(Saved entries)
····················
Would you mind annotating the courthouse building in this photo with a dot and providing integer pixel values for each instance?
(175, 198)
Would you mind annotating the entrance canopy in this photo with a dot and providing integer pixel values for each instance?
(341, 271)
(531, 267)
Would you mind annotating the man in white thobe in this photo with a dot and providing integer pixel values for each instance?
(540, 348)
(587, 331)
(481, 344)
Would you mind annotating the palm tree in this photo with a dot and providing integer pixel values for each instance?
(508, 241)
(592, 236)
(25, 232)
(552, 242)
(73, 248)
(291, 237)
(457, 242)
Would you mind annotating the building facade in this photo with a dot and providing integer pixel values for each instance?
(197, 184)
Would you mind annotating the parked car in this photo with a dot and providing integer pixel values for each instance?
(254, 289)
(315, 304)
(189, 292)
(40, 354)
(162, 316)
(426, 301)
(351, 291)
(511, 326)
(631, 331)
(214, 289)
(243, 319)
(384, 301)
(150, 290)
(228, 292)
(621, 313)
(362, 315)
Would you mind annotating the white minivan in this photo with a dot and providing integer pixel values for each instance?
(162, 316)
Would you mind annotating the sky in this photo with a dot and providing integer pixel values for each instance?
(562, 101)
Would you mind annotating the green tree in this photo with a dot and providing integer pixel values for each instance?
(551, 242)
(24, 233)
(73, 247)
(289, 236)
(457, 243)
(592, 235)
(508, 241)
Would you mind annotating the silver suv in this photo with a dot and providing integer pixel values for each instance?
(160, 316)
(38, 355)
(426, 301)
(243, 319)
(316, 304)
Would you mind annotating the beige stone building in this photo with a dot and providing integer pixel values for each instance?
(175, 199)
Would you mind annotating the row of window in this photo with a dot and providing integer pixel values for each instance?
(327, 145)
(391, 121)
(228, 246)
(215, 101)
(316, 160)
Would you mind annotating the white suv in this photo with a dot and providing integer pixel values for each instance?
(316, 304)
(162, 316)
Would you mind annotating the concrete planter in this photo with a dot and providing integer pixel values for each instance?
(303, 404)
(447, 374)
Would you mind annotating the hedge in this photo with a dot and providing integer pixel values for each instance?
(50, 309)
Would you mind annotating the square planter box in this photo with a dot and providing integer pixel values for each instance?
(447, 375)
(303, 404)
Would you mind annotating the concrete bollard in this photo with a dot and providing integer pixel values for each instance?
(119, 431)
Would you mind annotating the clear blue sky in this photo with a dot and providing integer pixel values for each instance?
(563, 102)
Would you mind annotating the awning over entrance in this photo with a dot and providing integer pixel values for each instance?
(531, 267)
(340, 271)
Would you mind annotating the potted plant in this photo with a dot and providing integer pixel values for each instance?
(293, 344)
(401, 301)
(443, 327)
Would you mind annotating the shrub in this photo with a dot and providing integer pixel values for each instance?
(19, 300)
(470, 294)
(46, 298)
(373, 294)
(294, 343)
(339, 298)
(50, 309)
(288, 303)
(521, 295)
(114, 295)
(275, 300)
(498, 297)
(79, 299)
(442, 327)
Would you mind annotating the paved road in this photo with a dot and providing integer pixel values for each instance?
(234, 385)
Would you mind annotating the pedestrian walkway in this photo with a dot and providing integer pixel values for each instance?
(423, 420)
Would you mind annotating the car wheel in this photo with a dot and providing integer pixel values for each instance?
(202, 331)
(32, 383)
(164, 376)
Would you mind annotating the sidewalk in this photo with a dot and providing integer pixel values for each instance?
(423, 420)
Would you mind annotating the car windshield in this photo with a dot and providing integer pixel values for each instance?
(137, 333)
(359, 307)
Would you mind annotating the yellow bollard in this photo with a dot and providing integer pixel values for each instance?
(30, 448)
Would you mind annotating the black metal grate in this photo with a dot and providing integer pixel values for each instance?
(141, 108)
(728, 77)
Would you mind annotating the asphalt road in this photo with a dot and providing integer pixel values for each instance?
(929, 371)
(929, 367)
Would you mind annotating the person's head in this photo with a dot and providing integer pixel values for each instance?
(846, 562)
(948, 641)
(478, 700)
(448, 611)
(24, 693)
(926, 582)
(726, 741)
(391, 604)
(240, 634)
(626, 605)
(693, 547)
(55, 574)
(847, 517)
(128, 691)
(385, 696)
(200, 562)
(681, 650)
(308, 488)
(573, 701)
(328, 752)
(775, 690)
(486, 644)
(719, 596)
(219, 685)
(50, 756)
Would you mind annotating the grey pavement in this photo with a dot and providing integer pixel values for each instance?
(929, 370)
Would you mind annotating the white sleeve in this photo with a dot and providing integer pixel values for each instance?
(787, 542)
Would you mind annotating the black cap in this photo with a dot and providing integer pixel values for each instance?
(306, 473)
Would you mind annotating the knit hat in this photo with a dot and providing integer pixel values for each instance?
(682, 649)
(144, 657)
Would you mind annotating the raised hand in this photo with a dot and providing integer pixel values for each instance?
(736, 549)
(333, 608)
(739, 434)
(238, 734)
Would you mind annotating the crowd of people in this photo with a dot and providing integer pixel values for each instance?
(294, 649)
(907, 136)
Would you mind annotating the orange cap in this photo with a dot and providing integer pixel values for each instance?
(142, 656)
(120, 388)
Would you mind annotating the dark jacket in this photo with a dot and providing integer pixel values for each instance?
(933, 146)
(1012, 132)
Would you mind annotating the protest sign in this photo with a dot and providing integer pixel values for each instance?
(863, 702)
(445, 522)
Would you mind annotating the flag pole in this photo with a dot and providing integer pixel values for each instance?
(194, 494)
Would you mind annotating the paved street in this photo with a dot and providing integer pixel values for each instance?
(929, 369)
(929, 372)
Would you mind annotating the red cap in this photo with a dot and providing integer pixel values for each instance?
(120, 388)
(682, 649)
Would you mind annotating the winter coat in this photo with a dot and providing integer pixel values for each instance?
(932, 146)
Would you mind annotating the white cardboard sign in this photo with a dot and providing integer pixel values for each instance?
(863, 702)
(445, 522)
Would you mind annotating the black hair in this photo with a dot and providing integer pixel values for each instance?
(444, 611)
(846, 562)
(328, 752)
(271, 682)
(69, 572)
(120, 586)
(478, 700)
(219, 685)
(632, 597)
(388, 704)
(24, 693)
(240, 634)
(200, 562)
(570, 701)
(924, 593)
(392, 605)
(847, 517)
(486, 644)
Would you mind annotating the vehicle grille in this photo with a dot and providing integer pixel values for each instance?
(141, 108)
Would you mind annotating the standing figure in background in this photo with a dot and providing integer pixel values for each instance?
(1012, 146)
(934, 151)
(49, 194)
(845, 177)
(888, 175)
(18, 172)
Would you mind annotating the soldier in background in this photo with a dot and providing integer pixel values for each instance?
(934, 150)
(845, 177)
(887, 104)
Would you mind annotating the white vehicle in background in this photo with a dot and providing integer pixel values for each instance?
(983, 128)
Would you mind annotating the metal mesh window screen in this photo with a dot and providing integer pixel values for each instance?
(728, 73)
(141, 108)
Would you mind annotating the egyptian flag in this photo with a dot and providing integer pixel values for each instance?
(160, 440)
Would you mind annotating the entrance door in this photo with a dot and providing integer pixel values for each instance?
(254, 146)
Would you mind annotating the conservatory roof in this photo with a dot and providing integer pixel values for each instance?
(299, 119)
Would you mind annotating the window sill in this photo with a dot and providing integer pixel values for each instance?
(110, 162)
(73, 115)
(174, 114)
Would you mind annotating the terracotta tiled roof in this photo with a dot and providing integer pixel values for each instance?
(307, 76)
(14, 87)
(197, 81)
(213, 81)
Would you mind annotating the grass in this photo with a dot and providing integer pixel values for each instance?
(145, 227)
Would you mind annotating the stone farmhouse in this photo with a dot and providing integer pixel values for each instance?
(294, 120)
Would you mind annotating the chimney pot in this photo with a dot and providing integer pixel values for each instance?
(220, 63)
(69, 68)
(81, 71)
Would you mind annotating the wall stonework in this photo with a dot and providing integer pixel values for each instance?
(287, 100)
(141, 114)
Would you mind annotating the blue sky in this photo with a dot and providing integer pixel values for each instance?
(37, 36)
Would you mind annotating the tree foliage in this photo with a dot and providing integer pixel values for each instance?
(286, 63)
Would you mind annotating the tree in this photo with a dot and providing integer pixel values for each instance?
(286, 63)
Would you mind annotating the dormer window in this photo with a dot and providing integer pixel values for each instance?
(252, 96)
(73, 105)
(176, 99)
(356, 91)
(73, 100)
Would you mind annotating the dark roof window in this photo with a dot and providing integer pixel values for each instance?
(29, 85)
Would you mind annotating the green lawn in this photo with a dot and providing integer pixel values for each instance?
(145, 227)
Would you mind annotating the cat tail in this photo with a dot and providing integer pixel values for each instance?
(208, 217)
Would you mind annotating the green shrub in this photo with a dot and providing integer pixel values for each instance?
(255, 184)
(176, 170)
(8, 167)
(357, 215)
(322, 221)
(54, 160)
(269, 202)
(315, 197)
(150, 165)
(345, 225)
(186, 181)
····················
[Problem description] The answer must contain only the lines from the one with "Would you mind annotating the cat" to the end of the entries above, each written out exactly.

[Answer below]
Would you mind annotating the cat tail in this photo with a dot and providing integer pixel values for each instance?
(208, 217)
Would you mind annotating the green shrub in this photo with a dot and providing integer pixel values for each instance?
(255, 184)
(176, 170)
(8, 167)
(357, 215)
(322, 221)
(54, 160)
(269, 202)
(315, 197)
(150, 165)
(345, 225)
(186, 181)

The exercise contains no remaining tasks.